*EXERCISES:*
1) In the letter on ancient asexuals below, rewrite the paragraph beginning "The box on darwinulid ostracods" more briefly, keeping its main facts.
2) From the letter on ancient asexuals below, extract the passage starting with "The box on darwinulid" and going on through "are non-functional atavisms.".

*PAGE EXCERPT:*
########################################

Sir

The paradox of sex, using bdelloid rotifers as an example of ancient asexuality, is highlighted in your News Feature 'Sex-starved and still surviving' (Nature 452, 678–680; 2008). But bdelloids are not the only certain ancient asexuals — there are other contenders for the title.

The box on darwinulid ostracods does no justice to research findings on other putative ancient asexuals. Sex in darwinulids has not been conclusively demonstrated. The three males in a single species of the darwinulid genus Vestalenula, found among thousands of females, did not have identifiable sperm (nor did any of the investigated females), suggesting that these specimens are non-functional atavisms.

Perhaps the most important result to emerge from the discovery of these males is that a ghost male of the model darwinulid species Darwinula stevensoni, supposedly described in 1870, can now be dismissed, because the morphology of the copulatory appendages of the Japanese males indicates that the presumed penes of the D. stevensoni male were different parts of its anatomy.

Neither does D. stevensoni bear any genetic signature of recombination. You correctly note that it has very low nuclear genetic variability, but fail to mention that this is expected of any organism, asexual or sexual, that has active gene-homogenizing mechanisms, such as gene conversion or efficient DNA repair.

On the basis of the available evidence, bdelloid rotifers are ancient asexuals. Likewise, the species D. stevensoni has now been asexual for about 25 million years. To dismiss all darwinulids as putative asexuals is as wrong as claiming ancient asexual status for the group as a whole.

########################################

*DATA EXTRACT:*

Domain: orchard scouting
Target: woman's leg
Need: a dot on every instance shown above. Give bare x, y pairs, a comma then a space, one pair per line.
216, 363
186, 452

########################################

*ANSWERS TO THE EXERCISES:*
1) The feature's box on darwinulid ostracods overlooks findings on other possible ancient asexuals. Sex in darwinulids has not been conclusively shown. Three males of one Vestalenula species were found among thousands of females, but they had no identifiable sperm, and neither did the females examined. This suggests the males are non-functional atavisms.

2)
The box on darwinulid ostracods does no justice to research findings on other putative ancient asexuals. Sex in darwinulids has not been conclusively demonstrated. The three males in a single species of the darwinulid genus Vestalenula, found among thousands of females, did not have identifiable sperm (nor did any of the investigated females), suggesting that these specimens are non-functional atavisms.